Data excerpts
•••••

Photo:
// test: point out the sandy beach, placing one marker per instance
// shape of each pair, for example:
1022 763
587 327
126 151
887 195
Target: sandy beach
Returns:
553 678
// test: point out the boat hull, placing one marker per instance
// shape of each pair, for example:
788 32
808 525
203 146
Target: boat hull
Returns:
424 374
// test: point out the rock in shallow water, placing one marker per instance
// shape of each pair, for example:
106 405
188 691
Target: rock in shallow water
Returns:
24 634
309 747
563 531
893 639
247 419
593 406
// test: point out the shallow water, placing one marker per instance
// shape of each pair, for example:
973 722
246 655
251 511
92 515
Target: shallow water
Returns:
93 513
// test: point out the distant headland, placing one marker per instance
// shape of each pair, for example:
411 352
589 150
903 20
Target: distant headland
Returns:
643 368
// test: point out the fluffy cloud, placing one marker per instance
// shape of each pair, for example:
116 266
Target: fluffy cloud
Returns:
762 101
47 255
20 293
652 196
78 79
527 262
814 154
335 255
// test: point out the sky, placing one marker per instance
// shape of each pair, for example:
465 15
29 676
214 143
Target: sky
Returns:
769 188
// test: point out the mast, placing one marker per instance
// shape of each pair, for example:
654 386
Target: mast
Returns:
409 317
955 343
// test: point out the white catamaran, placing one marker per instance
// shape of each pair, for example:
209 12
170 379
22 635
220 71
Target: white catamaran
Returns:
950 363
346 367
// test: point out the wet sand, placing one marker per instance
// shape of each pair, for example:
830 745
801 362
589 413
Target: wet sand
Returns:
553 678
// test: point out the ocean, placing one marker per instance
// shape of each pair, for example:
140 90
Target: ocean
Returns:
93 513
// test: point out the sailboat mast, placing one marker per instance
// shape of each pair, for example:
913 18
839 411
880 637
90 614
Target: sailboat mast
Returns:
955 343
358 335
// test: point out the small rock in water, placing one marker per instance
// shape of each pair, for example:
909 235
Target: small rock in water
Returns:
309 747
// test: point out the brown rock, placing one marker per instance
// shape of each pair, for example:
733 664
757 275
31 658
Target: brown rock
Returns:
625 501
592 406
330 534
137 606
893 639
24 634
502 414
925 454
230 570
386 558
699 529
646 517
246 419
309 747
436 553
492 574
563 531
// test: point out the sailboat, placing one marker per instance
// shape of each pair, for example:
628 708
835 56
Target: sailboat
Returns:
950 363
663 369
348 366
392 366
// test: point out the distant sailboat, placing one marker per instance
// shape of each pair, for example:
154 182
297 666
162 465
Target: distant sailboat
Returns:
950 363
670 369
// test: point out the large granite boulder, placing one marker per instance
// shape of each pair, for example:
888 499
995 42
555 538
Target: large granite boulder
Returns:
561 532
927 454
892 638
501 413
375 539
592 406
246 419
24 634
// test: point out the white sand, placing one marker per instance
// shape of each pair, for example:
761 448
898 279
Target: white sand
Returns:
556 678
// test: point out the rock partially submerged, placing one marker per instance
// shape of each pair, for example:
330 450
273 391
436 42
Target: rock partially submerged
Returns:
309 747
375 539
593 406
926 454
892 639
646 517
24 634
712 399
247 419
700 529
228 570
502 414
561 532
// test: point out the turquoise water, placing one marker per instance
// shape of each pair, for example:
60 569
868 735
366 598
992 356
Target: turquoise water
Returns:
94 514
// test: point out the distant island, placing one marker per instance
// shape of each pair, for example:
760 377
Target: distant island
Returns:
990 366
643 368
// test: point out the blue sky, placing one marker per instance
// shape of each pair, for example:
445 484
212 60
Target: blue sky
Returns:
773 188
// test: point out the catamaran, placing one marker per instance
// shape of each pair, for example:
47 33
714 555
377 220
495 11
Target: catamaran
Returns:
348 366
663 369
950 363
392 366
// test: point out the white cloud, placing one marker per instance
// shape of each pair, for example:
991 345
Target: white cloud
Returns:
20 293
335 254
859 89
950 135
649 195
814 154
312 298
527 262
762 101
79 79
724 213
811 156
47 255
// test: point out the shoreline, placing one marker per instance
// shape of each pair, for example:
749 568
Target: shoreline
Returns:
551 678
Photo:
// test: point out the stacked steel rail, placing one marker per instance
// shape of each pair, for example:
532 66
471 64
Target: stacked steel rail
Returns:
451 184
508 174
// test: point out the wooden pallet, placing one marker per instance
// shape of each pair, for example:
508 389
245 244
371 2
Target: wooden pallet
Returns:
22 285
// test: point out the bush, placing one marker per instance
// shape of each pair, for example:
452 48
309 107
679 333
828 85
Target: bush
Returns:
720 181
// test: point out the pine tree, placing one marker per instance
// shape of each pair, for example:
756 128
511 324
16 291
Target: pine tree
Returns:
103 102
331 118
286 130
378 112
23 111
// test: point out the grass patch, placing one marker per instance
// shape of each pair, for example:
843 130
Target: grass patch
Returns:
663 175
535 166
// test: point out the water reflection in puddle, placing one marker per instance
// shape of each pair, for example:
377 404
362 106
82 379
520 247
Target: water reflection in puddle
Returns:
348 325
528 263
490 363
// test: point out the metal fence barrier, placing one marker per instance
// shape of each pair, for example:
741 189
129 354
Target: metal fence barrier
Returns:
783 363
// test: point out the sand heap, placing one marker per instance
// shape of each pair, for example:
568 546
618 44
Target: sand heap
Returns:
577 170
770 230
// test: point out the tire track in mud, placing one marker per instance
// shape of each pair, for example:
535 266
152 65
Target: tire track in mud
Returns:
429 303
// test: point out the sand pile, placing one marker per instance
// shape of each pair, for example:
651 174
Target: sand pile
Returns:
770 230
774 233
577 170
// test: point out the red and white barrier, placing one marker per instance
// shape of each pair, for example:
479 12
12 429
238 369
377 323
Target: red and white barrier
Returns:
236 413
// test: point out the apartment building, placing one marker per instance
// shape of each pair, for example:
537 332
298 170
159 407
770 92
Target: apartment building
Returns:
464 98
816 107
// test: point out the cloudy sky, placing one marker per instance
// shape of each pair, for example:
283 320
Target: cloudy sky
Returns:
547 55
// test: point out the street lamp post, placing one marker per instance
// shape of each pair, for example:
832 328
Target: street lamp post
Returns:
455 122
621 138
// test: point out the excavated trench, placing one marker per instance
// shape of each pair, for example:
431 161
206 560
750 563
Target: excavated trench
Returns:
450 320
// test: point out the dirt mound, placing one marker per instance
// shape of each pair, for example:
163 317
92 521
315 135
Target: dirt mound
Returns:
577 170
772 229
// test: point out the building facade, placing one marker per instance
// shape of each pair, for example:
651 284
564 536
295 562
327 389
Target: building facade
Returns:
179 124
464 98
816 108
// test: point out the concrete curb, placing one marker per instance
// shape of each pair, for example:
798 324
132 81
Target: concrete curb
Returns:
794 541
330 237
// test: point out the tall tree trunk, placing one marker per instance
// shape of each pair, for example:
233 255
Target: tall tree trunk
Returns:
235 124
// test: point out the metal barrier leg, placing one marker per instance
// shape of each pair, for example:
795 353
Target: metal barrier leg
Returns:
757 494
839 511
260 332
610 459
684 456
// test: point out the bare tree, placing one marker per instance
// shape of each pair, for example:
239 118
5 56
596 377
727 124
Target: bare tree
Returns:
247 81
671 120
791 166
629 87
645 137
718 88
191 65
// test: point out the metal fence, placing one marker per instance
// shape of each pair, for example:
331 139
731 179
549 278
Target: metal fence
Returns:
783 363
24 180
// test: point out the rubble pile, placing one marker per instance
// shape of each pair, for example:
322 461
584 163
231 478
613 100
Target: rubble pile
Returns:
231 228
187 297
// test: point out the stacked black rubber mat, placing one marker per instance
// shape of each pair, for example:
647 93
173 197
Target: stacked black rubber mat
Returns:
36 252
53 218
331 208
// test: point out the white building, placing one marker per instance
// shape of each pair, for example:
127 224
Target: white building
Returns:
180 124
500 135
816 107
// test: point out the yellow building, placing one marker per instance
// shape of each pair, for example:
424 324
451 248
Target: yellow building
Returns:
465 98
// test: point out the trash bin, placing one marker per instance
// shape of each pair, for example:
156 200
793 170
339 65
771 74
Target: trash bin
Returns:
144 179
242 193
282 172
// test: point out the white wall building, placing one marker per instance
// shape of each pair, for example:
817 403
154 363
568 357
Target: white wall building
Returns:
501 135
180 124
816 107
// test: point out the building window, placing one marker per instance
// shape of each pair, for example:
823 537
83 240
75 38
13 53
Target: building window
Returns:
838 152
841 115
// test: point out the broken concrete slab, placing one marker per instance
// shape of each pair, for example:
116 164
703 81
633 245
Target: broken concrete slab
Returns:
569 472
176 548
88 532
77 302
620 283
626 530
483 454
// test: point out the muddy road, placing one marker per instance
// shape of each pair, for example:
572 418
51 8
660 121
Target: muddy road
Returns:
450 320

•••••

How to complete this task —
Each line above that contains the string "wall" should be copied.

Written reply —
// test: point out the white wall building, placing one marker per instance
Target: white wall building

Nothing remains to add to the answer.